TO DO: Leaving out every line that comes before the one containing "Reviewer check: make sure each instance of the street", output the rest of the records exactly, the final line included.

::::::

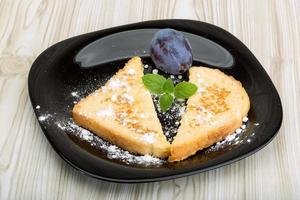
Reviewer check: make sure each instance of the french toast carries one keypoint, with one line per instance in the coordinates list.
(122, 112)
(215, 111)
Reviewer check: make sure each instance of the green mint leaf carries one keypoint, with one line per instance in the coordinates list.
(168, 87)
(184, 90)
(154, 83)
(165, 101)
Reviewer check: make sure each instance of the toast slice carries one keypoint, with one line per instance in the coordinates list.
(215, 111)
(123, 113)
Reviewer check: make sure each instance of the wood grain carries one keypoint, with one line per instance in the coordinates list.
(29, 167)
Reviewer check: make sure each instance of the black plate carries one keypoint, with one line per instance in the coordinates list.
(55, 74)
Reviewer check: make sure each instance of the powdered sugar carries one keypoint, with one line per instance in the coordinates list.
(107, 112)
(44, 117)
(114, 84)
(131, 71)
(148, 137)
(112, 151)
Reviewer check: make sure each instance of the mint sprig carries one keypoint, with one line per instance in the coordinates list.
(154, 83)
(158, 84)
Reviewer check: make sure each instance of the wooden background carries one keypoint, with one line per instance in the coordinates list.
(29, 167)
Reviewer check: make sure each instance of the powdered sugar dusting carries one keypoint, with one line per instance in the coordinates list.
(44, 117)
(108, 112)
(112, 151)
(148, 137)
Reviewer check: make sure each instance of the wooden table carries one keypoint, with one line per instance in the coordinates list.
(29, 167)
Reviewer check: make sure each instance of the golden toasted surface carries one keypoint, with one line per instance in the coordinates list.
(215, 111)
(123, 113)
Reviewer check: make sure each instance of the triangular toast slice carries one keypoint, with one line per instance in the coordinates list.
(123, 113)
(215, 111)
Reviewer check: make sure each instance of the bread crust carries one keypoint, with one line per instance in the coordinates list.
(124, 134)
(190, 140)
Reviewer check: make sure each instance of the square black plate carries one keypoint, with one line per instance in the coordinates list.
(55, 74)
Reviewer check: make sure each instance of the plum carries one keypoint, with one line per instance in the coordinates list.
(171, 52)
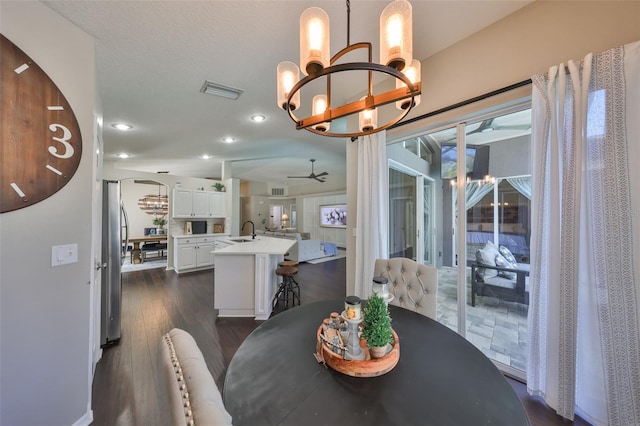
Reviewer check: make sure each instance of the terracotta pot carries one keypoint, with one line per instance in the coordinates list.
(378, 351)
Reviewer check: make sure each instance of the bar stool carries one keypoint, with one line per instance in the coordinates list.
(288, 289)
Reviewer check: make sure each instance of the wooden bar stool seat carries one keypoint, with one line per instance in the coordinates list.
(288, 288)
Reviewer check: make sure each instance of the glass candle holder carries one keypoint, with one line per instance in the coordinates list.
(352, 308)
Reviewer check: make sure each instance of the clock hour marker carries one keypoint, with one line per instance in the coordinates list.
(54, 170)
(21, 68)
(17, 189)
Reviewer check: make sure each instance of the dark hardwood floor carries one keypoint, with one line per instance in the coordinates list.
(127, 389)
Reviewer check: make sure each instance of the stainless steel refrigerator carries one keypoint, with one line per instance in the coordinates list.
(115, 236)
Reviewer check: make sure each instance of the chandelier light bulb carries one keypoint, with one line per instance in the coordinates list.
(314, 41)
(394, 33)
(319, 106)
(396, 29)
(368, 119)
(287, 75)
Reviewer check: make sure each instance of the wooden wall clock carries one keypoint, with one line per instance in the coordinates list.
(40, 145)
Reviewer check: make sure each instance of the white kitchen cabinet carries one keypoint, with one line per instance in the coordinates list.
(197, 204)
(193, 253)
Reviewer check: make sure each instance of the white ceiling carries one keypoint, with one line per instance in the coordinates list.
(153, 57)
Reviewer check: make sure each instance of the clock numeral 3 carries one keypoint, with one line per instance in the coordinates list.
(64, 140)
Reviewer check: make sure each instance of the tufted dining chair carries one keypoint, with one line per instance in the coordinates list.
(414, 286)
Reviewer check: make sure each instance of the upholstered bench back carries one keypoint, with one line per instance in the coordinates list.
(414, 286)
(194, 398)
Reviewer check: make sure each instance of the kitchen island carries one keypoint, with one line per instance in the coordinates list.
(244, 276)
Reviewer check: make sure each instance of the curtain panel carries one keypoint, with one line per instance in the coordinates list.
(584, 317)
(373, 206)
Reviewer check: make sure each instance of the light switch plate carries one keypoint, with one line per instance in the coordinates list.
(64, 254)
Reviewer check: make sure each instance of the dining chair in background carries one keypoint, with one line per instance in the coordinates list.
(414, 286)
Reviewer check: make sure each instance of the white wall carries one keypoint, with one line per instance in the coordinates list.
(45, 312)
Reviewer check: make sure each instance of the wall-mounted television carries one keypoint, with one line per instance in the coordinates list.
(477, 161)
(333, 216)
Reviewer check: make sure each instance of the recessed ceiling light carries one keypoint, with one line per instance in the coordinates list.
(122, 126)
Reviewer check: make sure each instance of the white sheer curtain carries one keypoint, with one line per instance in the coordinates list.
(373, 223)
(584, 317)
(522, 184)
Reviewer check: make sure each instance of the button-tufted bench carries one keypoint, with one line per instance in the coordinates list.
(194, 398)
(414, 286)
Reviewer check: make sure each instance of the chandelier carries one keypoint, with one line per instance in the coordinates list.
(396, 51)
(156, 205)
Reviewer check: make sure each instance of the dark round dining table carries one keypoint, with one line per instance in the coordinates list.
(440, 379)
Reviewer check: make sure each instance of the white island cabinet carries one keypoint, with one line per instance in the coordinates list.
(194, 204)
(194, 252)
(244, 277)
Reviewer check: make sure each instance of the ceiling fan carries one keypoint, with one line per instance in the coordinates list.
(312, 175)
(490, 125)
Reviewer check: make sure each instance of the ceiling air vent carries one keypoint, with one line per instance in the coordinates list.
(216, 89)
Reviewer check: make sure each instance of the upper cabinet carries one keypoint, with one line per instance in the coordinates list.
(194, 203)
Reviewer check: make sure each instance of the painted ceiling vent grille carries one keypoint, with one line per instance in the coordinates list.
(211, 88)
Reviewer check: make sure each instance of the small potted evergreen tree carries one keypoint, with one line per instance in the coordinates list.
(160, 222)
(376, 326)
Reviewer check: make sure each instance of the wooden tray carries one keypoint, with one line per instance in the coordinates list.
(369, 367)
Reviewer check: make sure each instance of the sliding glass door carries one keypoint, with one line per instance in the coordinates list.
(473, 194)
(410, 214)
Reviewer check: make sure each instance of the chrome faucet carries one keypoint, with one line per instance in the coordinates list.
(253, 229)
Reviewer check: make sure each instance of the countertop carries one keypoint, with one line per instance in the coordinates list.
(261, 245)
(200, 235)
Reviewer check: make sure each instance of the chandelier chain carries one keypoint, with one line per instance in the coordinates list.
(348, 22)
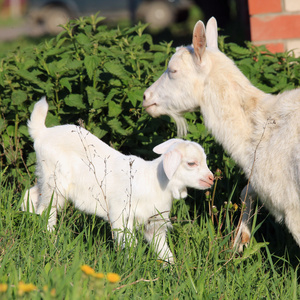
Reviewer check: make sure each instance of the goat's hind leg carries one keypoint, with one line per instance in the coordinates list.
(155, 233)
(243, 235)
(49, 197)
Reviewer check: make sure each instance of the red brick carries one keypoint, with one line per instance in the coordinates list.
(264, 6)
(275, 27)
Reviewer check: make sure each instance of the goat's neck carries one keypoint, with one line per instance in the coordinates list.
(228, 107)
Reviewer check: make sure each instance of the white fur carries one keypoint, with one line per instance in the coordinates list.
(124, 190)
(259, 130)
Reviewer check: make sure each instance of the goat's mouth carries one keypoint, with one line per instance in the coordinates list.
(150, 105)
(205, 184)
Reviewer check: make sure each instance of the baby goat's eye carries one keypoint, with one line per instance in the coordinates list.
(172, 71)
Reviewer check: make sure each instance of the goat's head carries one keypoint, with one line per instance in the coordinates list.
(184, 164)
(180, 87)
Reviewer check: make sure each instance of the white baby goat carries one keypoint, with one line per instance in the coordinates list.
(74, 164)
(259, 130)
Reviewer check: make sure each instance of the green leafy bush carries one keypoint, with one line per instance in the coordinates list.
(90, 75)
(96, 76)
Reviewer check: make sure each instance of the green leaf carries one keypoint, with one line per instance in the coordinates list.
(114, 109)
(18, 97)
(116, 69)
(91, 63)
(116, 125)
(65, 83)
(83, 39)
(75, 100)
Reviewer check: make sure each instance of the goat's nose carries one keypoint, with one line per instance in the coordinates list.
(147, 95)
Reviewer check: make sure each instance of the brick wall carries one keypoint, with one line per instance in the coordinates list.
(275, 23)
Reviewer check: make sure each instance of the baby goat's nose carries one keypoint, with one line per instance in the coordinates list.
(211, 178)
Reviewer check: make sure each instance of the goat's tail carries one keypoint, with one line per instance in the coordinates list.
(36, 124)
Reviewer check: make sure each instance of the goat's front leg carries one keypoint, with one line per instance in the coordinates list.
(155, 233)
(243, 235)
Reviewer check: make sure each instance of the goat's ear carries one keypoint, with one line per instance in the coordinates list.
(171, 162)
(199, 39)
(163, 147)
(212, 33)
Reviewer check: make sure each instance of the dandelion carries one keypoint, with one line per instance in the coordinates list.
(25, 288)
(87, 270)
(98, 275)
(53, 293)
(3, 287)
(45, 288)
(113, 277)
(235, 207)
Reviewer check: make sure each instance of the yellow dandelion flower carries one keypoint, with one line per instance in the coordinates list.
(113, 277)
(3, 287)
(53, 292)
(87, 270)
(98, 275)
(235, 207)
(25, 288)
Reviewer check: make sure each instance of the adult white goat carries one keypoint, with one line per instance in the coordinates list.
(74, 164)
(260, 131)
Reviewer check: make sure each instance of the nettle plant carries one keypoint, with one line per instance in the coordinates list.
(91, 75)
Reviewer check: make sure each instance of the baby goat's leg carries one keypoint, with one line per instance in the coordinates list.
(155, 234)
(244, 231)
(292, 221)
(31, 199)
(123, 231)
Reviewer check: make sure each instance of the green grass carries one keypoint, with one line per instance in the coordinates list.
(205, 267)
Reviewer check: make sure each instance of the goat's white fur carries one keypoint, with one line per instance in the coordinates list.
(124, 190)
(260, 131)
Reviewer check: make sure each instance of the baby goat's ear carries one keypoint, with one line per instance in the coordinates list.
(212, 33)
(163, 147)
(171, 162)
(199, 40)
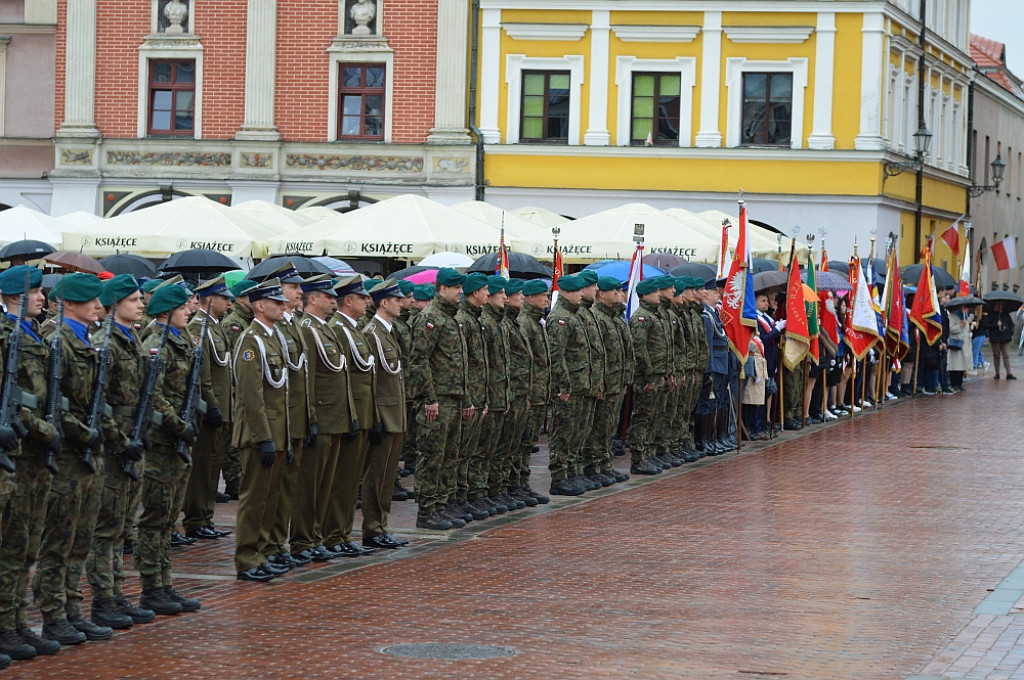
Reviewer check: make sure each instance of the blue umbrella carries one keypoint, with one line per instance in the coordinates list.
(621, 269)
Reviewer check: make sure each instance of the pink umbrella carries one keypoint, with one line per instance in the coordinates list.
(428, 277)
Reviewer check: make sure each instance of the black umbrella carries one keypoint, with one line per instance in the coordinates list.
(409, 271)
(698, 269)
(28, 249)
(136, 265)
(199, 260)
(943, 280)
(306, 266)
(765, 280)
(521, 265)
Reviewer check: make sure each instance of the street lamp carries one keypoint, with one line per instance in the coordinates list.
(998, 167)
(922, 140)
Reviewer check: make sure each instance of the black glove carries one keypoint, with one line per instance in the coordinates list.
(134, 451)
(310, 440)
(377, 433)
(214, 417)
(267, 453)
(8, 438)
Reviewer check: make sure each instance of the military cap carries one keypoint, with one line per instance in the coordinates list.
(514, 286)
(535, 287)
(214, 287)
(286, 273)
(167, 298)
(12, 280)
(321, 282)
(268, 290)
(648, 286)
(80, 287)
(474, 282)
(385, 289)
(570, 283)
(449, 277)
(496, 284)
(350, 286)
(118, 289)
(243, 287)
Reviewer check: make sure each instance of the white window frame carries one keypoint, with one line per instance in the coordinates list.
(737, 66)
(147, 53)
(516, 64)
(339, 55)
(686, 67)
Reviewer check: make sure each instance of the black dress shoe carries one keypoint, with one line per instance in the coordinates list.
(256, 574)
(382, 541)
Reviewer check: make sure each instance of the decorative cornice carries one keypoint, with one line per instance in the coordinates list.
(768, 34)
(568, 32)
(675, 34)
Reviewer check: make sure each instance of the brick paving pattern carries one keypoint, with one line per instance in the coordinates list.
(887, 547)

::::::

SOLUTION TO THE EXERCISE:
Reviewer check: make sure each instance of the street lamp carries one keypoint, with one line per instance in the coordinates list.
(998, 167)
(922, 140)
Reviewer check: make sure each instance of the black glove carries one keypoint, with one line per instance in the coordinates list.
(134, 451)
(310, 440)
(377, 433)
(214, 417)
(267, 453)
(8, 438)
Reviewer check: make sure each instance of the military cap carries one keypoint, with one line per instance in the coordinates list.
(514, 286)
(535, 287)
(214, 287)
(286, 273)
(167, 298)
(12, 280)
(321, 282)
(268, 290)
(648, 286)
(80, 287)
(474, 282)
(385, 289)
(570, 283)
(449, 277)
(496, 284)
(350, 286)
(118, 289)
(243, 287)
Reviewer check: make sure each instance of the white window frame carries one keypoint, with one line per instance in the coordinates list.
(737, 66)
(147, 53)
(516, 64)
(339, 55)
(686, 67)
Reviewer check: make sure each instance of the black dress shoe carries one keypoint, with one line per instance in the coordinates list.
(256, 574)
(382, 541)
Reviewer check: make sure each instance of the decorative cornice carries one keypoint, with one line per instance in the coordinates list.
(768, 34)
(568, 32)
(675, 34)
Reviewer check: make sure each instance of the brick paving pattern carries one keypoint, with one line per instance in the coordinates list.
(887, 547)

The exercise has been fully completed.